● Problem
Translate this sentence from the digital farming article below into Spanish: "Technology is changing the world, and farming is catching up."

● Passage
=== Begin Enclosure ===

New Agri Technology

Agriculture 4.0: How digital farming is revolutionizing the future of food

The next step in feeding the world’s rapidly growing population involves self-driving tractors, precision farming, and Internet of Things sensors to quantify agriculture in vast new ways.

n Tennessee, the owners of a farm dating back to the mid-1800s are changing how they grow food in dramatic ways. Drones, satellite imagery, and precision farming are part of the technology being used to improve costs, yield, and other key factors at the 2,500-acre Crafton Farms in Portland, TN.

Technology is changing the world, and farming is catching up. The introduction of everything from automated farm equipment to a wide array of Internet of Things (IoT) sensors that measure soil moisture and drones that keep track of crops have changed the business of agriculture. Some experts even call this movement “Agriculture 4.0″—a term used by the World Government Summit.

=== End Enclosure ===

● Excerpted records
=== Begin Enclosure ===

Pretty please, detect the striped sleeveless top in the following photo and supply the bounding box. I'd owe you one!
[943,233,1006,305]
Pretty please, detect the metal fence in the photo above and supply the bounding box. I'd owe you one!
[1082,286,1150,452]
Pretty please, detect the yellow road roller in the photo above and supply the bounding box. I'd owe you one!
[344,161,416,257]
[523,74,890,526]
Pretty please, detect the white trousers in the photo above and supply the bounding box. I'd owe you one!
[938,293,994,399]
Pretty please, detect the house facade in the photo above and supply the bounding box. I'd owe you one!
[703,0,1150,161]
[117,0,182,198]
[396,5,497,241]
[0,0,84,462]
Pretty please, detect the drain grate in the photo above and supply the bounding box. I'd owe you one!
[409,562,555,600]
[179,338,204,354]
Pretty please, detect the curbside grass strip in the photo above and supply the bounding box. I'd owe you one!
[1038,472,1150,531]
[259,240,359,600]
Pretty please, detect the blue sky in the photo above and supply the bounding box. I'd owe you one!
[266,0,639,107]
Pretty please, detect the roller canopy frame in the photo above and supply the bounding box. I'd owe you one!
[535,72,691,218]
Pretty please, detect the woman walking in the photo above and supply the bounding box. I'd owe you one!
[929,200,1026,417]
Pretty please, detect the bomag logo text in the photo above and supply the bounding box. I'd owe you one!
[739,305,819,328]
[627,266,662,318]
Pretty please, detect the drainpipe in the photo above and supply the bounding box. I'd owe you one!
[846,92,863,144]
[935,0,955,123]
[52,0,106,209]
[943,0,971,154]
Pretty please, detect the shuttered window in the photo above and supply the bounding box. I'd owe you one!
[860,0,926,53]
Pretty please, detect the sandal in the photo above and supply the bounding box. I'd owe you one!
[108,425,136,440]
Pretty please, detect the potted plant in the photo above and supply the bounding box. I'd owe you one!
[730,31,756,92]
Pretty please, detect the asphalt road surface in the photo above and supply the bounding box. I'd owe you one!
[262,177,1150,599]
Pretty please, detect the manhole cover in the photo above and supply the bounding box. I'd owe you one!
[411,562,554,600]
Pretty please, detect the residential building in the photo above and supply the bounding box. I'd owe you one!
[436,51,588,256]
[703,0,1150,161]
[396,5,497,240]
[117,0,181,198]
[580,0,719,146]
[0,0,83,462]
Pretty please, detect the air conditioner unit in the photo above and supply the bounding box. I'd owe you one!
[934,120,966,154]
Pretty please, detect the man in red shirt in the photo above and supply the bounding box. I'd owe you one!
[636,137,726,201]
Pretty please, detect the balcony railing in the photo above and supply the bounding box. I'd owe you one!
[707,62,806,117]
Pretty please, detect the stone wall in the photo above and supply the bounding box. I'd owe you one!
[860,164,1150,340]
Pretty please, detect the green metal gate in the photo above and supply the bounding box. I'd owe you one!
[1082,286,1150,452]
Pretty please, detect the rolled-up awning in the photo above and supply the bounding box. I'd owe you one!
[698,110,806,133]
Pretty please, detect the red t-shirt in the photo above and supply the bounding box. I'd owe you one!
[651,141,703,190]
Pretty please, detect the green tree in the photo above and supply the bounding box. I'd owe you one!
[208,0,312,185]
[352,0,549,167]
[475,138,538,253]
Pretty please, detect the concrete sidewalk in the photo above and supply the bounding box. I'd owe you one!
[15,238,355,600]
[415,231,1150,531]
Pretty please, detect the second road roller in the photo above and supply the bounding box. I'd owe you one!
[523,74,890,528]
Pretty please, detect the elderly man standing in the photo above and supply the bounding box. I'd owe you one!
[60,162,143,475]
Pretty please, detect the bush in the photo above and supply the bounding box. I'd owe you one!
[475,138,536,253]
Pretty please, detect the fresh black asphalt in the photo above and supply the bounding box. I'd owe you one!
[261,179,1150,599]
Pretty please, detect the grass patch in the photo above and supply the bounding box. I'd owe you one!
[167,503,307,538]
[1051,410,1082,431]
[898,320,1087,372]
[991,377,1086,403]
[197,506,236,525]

=== End Enclosure ===

● Solution to the exercise
La tecnología está cambiando el mundo, y la agricultura se está poniendo al día.